:: EXCERPTED PASSAGE

A major health scandal in France has ensnared a pharma bigwig. Jacques Servier, head one of the largest drugmakers in France, Servier Laboratories, made a first court appearance yesterday in connection with an investigation of alleged misdeeds regarding a diabetes pill linked with hundreds deaths, Reuters reports.
The scandal surrounding the drug, Mediator, which is suspected of causing heart problems, has drawn the ire of the French public and tarred reputations in high places. The drug was only pulled from the market in France in 2009, Reuters reports, years after Italy and Spain took it off shelves. And the drug was sold to some 5 million people (often as a weight-loss pill) during a 33-year market run that health officials say was way too long.
Authorities are investigating Servier, the 89-year-old founder and president of the French drugmaker, for alleged dishonest deeds, deceiving stakeholders about the quality of the drug, and for the suspicious means by which the drug gained market clearance, his lawyer told Reuters. Five of Servier's subunits are under investigation as well. The news service also points out that French President Nicolas Sarkozy, a former attorney for Servier, awarded the company's patriarch France's national merit award, just months before its disgraced drug was yanked from the market there. Amid public anger over and lawsuits linked to the health scandal, Sarkozy is now calling for greater transparency in the healthcare system.
The scandal has already prompted the resignation of the public health chief in France, where the government shelled out more than $500 million on reimbursements for the drug during a 10-year stretch when other countries took it off the market.

::::
:: SOURCE MATERIAL

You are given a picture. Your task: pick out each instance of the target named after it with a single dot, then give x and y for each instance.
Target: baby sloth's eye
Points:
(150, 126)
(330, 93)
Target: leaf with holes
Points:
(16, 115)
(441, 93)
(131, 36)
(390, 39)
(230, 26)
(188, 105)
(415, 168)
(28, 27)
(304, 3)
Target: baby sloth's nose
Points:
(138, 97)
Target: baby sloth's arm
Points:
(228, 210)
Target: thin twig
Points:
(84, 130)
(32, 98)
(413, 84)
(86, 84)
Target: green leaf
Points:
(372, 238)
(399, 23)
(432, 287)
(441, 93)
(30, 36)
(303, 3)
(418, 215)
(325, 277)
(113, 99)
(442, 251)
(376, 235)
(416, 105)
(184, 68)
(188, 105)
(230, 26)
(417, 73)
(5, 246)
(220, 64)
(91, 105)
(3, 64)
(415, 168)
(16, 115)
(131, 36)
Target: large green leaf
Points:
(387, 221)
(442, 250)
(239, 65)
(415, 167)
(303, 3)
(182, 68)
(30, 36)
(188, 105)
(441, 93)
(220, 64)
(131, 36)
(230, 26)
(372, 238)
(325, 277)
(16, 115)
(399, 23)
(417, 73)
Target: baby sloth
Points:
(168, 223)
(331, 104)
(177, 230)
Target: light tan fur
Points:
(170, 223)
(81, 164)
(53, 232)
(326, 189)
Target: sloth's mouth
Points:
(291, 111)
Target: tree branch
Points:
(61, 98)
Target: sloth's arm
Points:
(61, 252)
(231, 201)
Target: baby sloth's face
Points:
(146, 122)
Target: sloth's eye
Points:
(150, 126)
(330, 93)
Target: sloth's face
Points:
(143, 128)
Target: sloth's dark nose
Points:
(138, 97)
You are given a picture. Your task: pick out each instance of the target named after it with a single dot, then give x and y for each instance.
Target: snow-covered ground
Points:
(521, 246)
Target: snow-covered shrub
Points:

::::

# DIRECTIONS:
1. In the Mediator article, how many people was the drug sold to?
2. Can you condense the paragraph of the Mediator article that begins "The scandal surrounding the drug, Mediator" into a short bulleted list that keeps its main facts?
3. Quote the Mediator article word for word, starting with "A major health" and going on through "deaths, Reuters reports.".
Work from the Mediator article alone.

# COMPLETED EXERCISE:
1. Some 5 million people, often as a weight-loss pill.

2.
- Mediator is suspected of causing heart problems, and the scandal has angered the French public and damaged reputations in high places.
- France pulled the drug from the market only in 2009, years after Italy and Spain.
- It was sold to some 5 million people, often as a weight-loss pill.
- Its market run lasted 33 years, which health officials say was far too long.

3.
A major health scandal in France has ensnared a pharma bigwig. Jacques Servier, head one of the largest drugmakers in France, Servier Laboratories, made a first court appearance yesterday in connection with an investigation of alleged misdeeds regarding a diabetes pill linked with hundreds deaths, Reuters reports.